● Task requirements:
**A.** List the areas in which, according to the text on biopolymer/silica hybrid materials, the university wants licensing companies to develop business solutions.
**B.** From the text on biopolymer/silica hybrid materials, copy the passage between "- Environmental applications" and "are very promising.", inclusive.

───── Extract provided

A group of researchers from a Portuguese university developed a method for preparing new hybrid materials based on biopolymer and silica, in the form of spherical particles with uniform size and smaller than 1 micrometer for a number of applications in environmental and industrial areas. The method is also effective for coating nanoparticles of variable nature, with a thin shell (tens of nanometers) with composition identical to the hybrids. The materials have been successfully tested in the removal of chemical species in water at laboratory scale, in particular in the removal of organic pollutants dyes and pharmaceutical compounds. Other applications are being considered. The University looks for companies working in the environmental, pharmaceutical or biotechnology areas, or companies in the area of materials for licensing and / or future collaboration in developing new formulations and testing new applications.
Main advantages of its use
When compared to existing technologies, the method has the following advantages:
- Yields hybrids in the form of uniform spherical particles and diameter smaller than 1 micrometer and with considerable specific surface area, which is an advantage for applications in catalysis, adsorption, etc;
- Does not require the use of surfactants which often entail problems of toxicity and are difficult to eliminate requiring the implementation of additional steps in the production process.
- Yields hybrid materials with a high amount of biopolymer (carbon content≥20% ) covalently bonded to the siliceous network. As a consequence the materials present functional groups and characteristic properties of the biopolymer.
- Versatility: the method can be expanded to other biopolymers.
- The method can be used in the coating of nanoparticles with variable nature (e.g. magnetic) with a hybrid shell, thus imparting new functionalities (e.g. magnetism) to the hybrids.
The demand for biopolymer/silica hybrid materials had a remarkable growth because of the attractive properties of biopolymers such as biocompatibility, biodegradability and low cost. The sol-gel method is a method widely used for preparing hybrid silica based materials. However, due to the lack of compatibility between the biopolymer and silica precursors, preparing hybrid materials biopolymer/silica is not a trivial task. The technologies available allow for the production of biopolymer based hybrids especially in the form of monoliths or movies. The few methods described for the preparation of spherical particles of hybrid materials involve the use of emulsions and surfactants that have to be eliminated in later steps. Compared to other methods, this technique allows obtaining spherical and uniform materials with a considerable content biopolymer, without the use of toxic surfactants.
The method developed allows preparing biopolymer/silica hybrids in the form of uniform spherical particles with size smaller than 1 micrometer, without using surfactants. The materials have attractive properties, gathering properties of the biopolymer and silica. This method also allows to coat nanoparticles with a thin shell (<100 nm) with hybrid composition comprising a biopolymer covalently bonded to the silica network, without the use of emulsions, imparting new properties to hybrid materials.
- Environmental applications in water remediation: magnetic (or non-magnetic) separation of organic compounds and contaminant ions present in water or wastewater.
- Industrial applications: hybrid coatings with advanced properties; electronics industry; food packaging (preparation of plastic films with improved properties) or as desiccant (drying).
- Industrial applications: in extraction processes by magnetic separation; relevant in the extraction mining industry or as an alternative to conventional industrial separation processes in the chemical industry (e.g. liquid-liquid extraction).
Intellectual property status
Current development status
Tested in laboratorial scale for the uptake of organic pollutants from water. Available for presentation. The results are very promising.
Desired business relationship
The university aims to license this technology to companies with development or production and marketing capacity of sensors for the development of business solutions in the environmental, pharmaceutical, biotechnology or materials areas. The university is also available to participate in this development through a joint venture project or its subcontracting.

──────────
───── Records provided

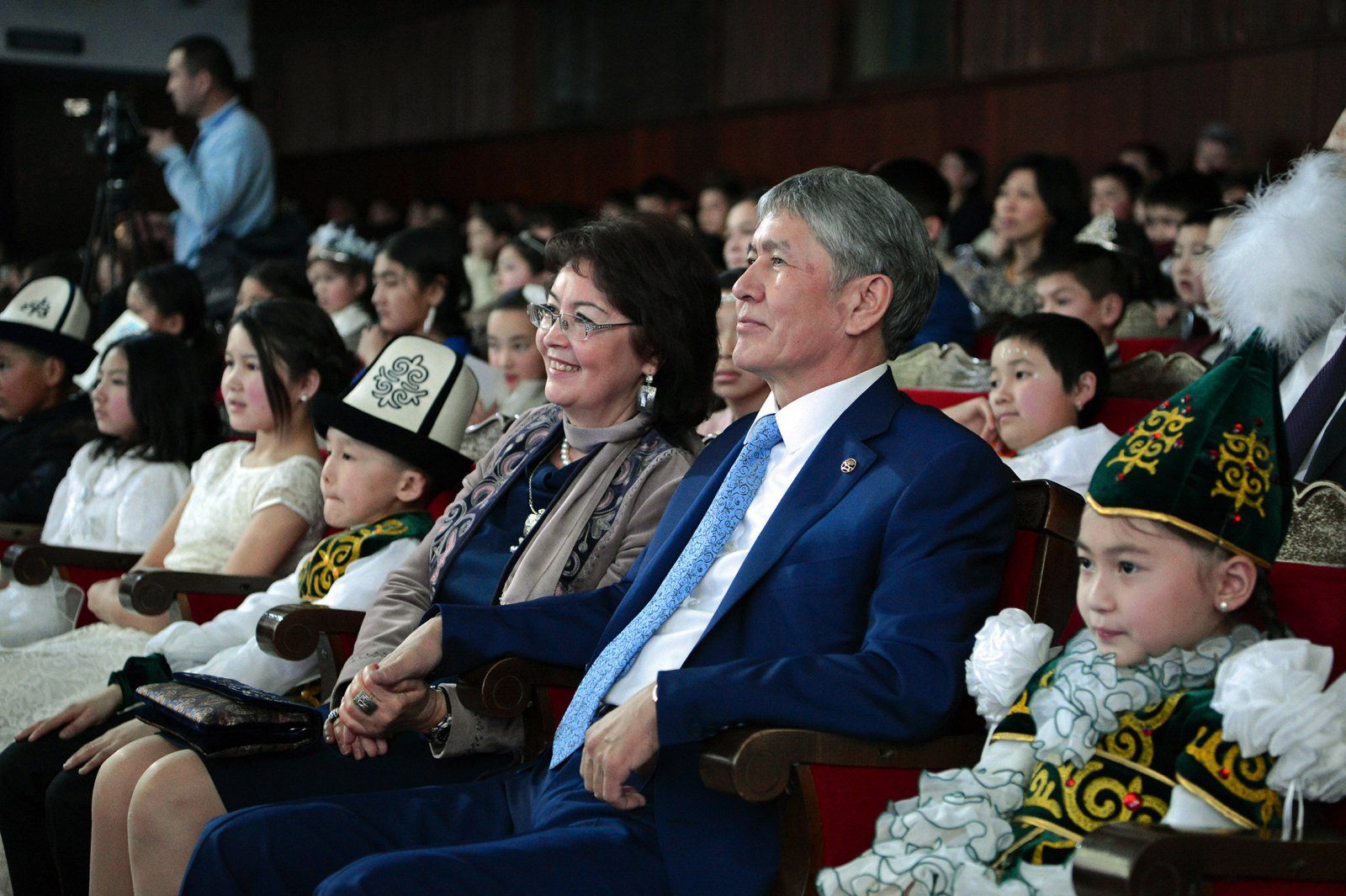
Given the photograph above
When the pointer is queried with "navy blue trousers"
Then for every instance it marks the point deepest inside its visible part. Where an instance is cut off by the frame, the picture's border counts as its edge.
(528, 830)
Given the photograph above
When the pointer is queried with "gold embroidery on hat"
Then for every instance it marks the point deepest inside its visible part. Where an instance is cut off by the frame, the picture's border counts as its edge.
(1244, 466)
(1155, 436)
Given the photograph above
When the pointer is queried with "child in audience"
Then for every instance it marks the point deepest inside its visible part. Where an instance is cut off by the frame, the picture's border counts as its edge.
(252, 507)
(45, 420)
(740, 390)
(1049, 379)
(511, 347)
(377, 480)
(123, 486)
(1088, 283)
(1130, 723)
(338, 271)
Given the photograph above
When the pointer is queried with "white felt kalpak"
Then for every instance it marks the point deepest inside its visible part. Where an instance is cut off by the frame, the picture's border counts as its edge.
(1282, 265)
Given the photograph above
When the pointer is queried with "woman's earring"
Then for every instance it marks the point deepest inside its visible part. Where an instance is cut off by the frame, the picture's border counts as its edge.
(646, 399)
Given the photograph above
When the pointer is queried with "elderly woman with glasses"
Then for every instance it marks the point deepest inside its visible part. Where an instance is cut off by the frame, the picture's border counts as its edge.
(565, 501)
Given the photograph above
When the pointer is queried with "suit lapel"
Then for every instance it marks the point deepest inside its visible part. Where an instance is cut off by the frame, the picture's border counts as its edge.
(819, 486)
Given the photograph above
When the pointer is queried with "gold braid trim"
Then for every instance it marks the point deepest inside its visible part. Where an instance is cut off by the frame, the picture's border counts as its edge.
(1182, 523)
(1215, 803)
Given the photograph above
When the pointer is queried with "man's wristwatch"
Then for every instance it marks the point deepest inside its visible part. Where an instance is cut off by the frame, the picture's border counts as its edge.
(437, 734)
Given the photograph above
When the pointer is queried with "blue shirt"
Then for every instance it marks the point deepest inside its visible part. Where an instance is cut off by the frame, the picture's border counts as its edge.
(949, 318)
(225, 184)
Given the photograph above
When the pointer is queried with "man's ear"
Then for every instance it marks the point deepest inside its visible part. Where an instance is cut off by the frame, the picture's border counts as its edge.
(870, 298)
(1085, 389)
(935, 226)
(1112, 310)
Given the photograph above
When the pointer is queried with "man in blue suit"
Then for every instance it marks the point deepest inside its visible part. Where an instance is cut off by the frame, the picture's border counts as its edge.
(823, 565)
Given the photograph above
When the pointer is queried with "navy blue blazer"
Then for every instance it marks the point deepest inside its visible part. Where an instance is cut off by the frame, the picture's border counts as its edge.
(854, 612)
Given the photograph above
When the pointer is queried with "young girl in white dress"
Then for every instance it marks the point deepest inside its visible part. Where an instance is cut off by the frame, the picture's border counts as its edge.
(121, 487)
(1049, 379)
(252, 507)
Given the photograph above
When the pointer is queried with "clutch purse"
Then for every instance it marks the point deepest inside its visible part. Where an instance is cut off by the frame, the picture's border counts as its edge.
(220, 718)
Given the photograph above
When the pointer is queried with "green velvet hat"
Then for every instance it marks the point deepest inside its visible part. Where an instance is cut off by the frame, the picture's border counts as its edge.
(1208, 460)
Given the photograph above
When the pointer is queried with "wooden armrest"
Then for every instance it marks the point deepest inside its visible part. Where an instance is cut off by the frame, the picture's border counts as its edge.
(33, 564)
(151, 592)
(291, 631)
(754, 763)
(505, 687)
(19, 532)
(1151, 859)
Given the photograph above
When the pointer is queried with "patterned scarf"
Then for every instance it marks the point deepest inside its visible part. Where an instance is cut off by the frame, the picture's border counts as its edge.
(334, 554)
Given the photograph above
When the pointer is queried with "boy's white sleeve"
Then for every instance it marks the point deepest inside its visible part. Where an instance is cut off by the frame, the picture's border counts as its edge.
(186, 644)
(354, 590)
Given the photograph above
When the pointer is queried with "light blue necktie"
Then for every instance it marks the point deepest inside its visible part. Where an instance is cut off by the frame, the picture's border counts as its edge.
(726, 512)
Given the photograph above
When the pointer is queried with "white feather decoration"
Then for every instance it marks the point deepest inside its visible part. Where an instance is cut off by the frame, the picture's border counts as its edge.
(1282, 265)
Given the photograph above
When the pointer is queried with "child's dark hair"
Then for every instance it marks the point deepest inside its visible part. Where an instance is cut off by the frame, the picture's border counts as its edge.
(1260, 606)
(284, 278)
(1126, 175)
(1073, 348)
(175, 289)
(1097, 269)
(166, 400)
(430, 255)
(300, 337)
(1186, 191)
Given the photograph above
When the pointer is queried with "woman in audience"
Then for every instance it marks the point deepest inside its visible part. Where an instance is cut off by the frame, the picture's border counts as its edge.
(338, 271)
(251, 509)
(123, 486)
(1040, 204)
(522, 262)
(1049, 375)
(565, 501)
(740, 390)
(419, 289)
(1168, 708)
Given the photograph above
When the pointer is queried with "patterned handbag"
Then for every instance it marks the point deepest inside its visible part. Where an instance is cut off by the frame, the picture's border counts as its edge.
(220, 718)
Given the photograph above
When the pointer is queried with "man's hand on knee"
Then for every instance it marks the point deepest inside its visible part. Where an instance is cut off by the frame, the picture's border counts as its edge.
(618, 745)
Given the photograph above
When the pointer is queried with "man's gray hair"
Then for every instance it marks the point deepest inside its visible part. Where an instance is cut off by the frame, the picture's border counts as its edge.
(866, 228)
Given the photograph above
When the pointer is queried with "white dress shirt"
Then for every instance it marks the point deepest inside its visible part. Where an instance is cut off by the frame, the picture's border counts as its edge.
(803, 424)
(1296, 381)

──────────

● Per-task outputs:
**A.** Environmental, pharmaceutical, biotechnology, and materials.

**B.**
- Environmental applications in water remediation: magnetic (or non-magnetic) separation of organic compounds and contaminant ions present in water or wastewater.
- Industrial applications: hybrid coatings with advanced properties; electronics industry; food packaging (preparation of plastic films with improved properties) or as desiccant (drying).
- Industrial applications: in extraction processes by magnetic separation; relevant in the extraction mining industry or as an alternative to conventional industrial separation processes in the chemical industry (e.g. liquid-liquid extraction).
Intellectual property status
Current development status
Tested in laboratorial scale for the uptake of organic pollutants from water. Available for presentation. The results are very promising.